* _SELECTED TEXT_
☆ ☆ ☆ ☆ ☆ ☆ ☆
Cases of HIV have risen sharply in UK

A new focus on preventing transmission of sexually transmitted infections is needed

There has been an almost 20 per cent increase in the number of people infected with HIV in the United Kingdom, according to a report published this week by the Health Protection Agency.

The report says that in 2001 there were an estimated 41,700 people infected with HIV. This rose to 49,500 in 2002. “The key factors driving this increase were a possible expansion of HIV transmission in homosexual and bisexual men and continued migration of HIV-infected heterosexual men and women from sub-Saharan Africa,” the HPA report states.

The increase in HIV transmission in homosexual and bisexual men is happening despite a large increase in the use of combination antiretroviral therapy among men diagnosed with HIV and various targeted health promotion campaigns. The report adds that a third of people infected with HIV are unaware that they are infected.

Diagnoses of other sexually transmitted infections (STIs) have also continued to rise. In England, Wales and Northern Ireland, 82,206 new diagnoses of genital Chlamydia trachomatis infections were reported in 2002, a 14 per cent increase over the previous year. New infections of gonorrhoea rose by a similar degree, with 24,958 new infections diagnosed in 2002.
☆ ☆ ☆ ☆ ☆ ☆ ☆
* _DATA TO EXAMINE_
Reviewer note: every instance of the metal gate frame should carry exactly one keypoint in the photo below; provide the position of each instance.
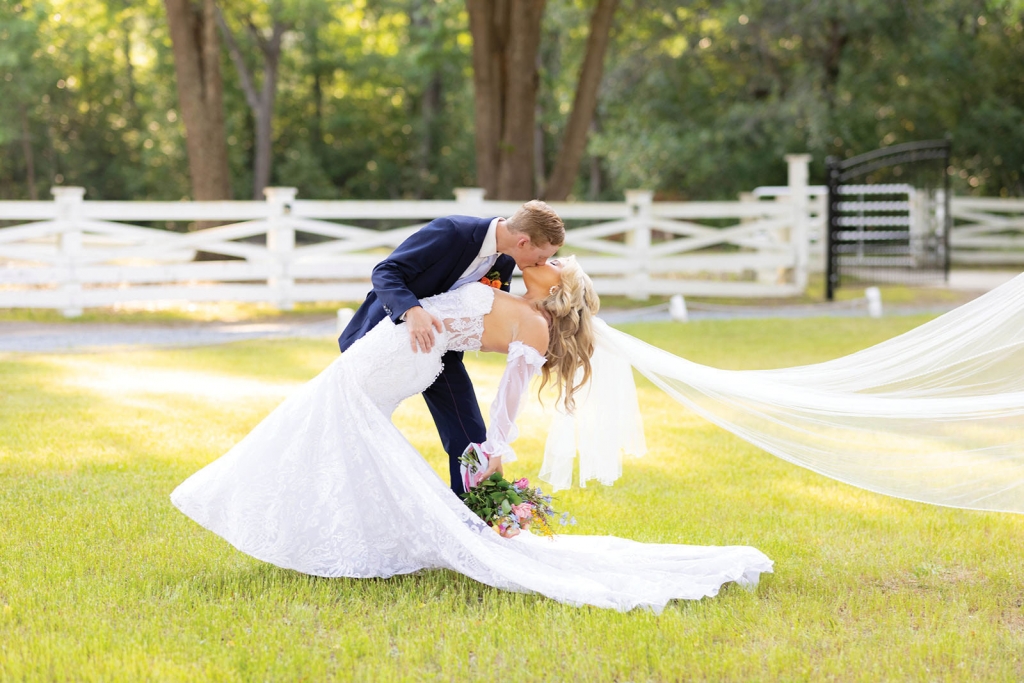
(840, 171)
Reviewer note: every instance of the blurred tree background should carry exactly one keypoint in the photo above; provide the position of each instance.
(375, 99)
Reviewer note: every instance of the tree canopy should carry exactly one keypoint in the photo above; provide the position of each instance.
(376, 99)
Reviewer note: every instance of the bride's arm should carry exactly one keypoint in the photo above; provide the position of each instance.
(524, 360)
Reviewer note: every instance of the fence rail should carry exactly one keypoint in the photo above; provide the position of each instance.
(987, 231)
(72, 253)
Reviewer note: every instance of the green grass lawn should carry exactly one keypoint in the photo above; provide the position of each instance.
(101, 579)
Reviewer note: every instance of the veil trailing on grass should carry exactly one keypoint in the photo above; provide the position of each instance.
(935, 415)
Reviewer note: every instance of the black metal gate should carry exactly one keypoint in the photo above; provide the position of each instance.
(888, 216)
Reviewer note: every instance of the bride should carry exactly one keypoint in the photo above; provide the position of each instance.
(327, 485)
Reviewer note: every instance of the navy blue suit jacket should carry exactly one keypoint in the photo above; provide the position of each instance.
(428, 262)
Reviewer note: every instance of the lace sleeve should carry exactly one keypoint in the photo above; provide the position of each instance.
(523, 361)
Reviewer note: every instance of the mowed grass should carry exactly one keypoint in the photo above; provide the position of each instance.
(101, 579)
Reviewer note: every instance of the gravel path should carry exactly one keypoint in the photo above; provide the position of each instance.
(42, 338)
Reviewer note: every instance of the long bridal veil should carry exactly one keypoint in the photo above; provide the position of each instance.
(935, 415)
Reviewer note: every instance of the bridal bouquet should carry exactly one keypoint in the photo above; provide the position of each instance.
(510, 507)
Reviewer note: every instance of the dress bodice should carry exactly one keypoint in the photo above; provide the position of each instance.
(389, 371)
(462, 311)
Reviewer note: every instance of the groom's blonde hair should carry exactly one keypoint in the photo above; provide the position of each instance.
(539, 222)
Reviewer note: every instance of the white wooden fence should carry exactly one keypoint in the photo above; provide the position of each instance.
(987, 231)
(73, 253)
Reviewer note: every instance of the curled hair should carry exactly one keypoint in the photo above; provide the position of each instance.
(570, 335)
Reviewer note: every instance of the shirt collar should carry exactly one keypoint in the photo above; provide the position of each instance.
(489, 246)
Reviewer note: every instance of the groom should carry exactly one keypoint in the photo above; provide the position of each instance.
(441, 256)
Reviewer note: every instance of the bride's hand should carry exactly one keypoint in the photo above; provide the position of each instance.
(494, 465)
(421, 329)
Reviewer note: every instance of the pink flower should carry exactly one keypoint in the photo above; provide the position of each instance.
(523, 510)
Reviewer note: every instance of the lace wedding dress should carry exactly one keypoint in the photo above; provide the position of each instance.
(327, 485)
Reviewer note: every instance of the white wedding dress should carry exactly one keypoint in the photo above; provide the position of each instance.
(327, 485)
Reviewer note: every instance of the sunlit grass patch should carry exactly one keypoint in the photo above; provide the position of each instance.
(100, 578)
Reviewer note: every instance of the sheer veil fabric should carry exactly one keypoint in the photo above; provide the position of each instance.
(935, 415)
(326, 484)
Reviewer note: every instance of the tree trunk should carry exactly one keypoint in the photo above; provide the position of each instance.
(431, 105)
(197, 65)
(260, 101)
(30, 158)
(574, 138)
(506, 38)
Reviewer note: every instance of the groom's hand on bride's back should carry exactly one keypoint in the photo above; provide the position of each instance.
(421, 329)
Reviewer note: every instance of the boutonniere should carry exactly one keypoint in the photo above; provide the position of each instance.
(494, 279)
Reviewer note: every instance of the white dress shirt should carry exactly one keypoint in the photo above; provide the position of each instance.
(484, 259)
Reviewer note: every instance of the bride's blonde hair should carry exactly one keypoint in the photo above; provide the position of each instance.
(571, 306)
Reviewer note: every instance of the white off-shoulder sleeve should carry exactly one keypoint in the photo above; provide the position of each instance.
(522, 364)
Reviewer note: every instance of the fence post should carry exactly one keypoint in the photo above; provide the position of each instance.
(69, 201)
(281, 244)
(798, 173)
(640, 211)
(472, 199)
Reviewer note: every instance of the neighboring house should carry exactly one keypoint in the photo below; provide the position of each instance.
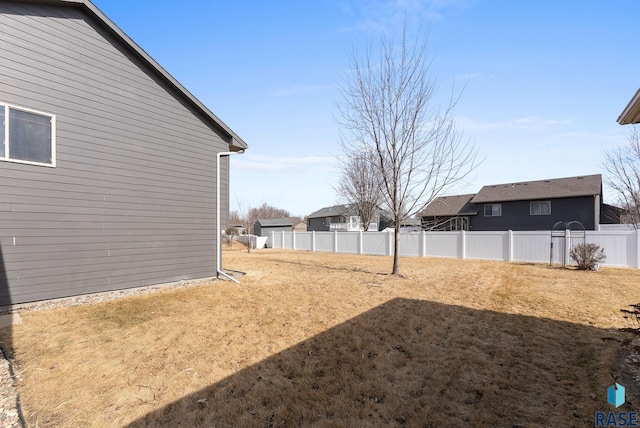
☆ ☆ ☆ ☆ ☆ ☆ ☆
* _QUESTIONS TO ANSWER_
[1] State whether each statement agrees with the article on HIV cases in the United Kingdom, answering yes or no and quoting the deciding words: (a) An estimated 49,500 people in the United Kingdom were infected with HIV in 2002. (b) Nearly all people infected with HIV know that they are infected. (c) New infections of gonorrhoea fell in 2002.
[2] Extend the article on HIV cases in the United Kingdom, beginning after its final sentence.
The material above is separate from the article on HIV cases in the United Kingdom.

* _RESPONSES BY TASK_
[1]
(a) Yes: "This rose to 49,500 in 2002."
(b) No: "a third of people infected with HIV are unaware that they are infected."
(c) No: "New infections of gonorrhoea rose by a similar degree"

[2]
The most marked increases were seen for infectious syphilis, with 1,232 reported cases in England, Wales and Northern Ireland — a 68 per cent rise since 2001.

The report lists a range of interventions introduced over the past year aimed at improving sexual health. However, the report concludes: “From a health protection perspective, a renewal of focus is now required in which raising awareness about STIs and strategies to prevent their transmission, providing early and effective treatment, and undertaking effective surveillance in order to inform public health intervention must be prioritised.”

The full report, entitled “Renewing the focus”, can be accessed here. World AIDS day is on 1 December. The theme this year is reducing stigma and discrimination.